What is needed is the run of lines from the one with "of the child" through the close of the data, set down exactly.

↓

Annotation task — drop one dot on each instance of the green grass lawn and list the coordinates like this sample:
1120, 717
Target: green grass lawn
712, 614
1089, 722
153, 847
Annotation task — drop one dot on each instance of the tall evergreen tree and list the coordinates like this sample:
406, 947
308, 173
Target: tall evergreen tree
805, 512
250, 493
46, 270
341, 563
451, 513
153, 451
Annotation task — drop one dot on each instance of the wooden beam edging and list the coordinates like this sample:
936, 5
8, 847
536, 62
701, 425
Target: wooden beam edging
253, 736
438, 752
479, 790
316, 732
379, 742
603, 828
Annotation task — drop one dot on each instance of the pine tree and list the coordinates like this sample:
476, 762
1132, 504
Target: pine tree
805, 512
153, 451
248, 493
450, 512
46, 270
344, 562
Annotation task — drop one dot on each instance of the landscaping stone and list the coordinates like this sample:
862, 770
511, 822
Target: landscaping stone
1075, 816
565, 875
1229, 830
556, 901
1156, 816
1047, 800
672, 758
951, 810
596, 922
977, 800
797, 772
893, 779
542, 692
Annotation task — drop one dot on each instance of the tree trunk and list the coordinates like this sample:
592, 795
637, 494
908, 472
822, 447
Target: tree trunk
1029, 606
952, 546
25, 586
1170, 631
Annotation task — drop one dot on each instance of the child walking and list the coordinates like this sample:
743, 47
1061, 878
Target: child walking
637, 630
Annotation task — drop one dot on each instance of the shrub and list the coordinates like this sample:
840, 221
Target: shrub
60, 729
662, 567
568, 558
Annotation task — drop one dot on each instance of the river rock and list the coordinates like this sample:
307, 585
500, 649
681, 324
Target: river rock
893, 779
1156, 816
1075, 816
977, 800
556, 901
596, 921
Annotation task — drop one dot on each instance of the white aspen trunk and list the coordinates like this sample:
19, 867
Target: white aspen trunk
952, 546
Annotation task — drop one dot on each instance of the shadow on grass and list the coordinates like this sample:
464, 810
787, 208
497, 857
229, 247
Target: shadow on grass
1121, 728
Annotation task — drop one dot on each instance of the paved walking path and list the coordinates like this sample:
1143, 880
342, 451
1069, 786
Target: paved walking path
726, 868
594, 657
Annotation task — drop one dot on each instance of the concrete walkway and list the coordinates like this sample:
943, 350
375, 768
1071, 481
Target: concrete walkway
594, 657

↑

• RESPONSE:
Annotation task — drop one dot on each instance of the child walking and list the coordinates like this sample:
743, 47
1061, 878
Target: child walking
637, 630
Annotation task — drop one dot on each instance of the shrub and list the coordinates like this sample:
840, 221
Target: shrub
60, 729
662, 567
568, 558
Annotation task — drop one dot on each instance of the river rock and list the coordinates like this sample:
307, 585
500, 649
681, 324
Target: river rock
893, 779
1156, 816
1075, 816
977, 800
556, 901
596, 921
Annotation task — drop one dot on each instance of the white aspen trunk and list the coordinates like this sample:
19, 867
Target: white aspen trunk
952, 546
Annotation task — drop one dot on each instance of the shadow on grass and list the coordinates like this sample:
464, 810
787, 208
497, 857
229, 247
Target: shadow on grass
1121, 728
Annotation task — drop one dot on each instance of the paved walking path and list the coordinates like this sample:
1143, 880
342, 451
1069, 786
Target: paved walking path
726, 868
594, 657
Annotation task — drop one dot on each instance of the concrete walkway and list the coordinates like this sample:
943, 350
375, 768
1071, 481
Target: concrete walkway
594, 657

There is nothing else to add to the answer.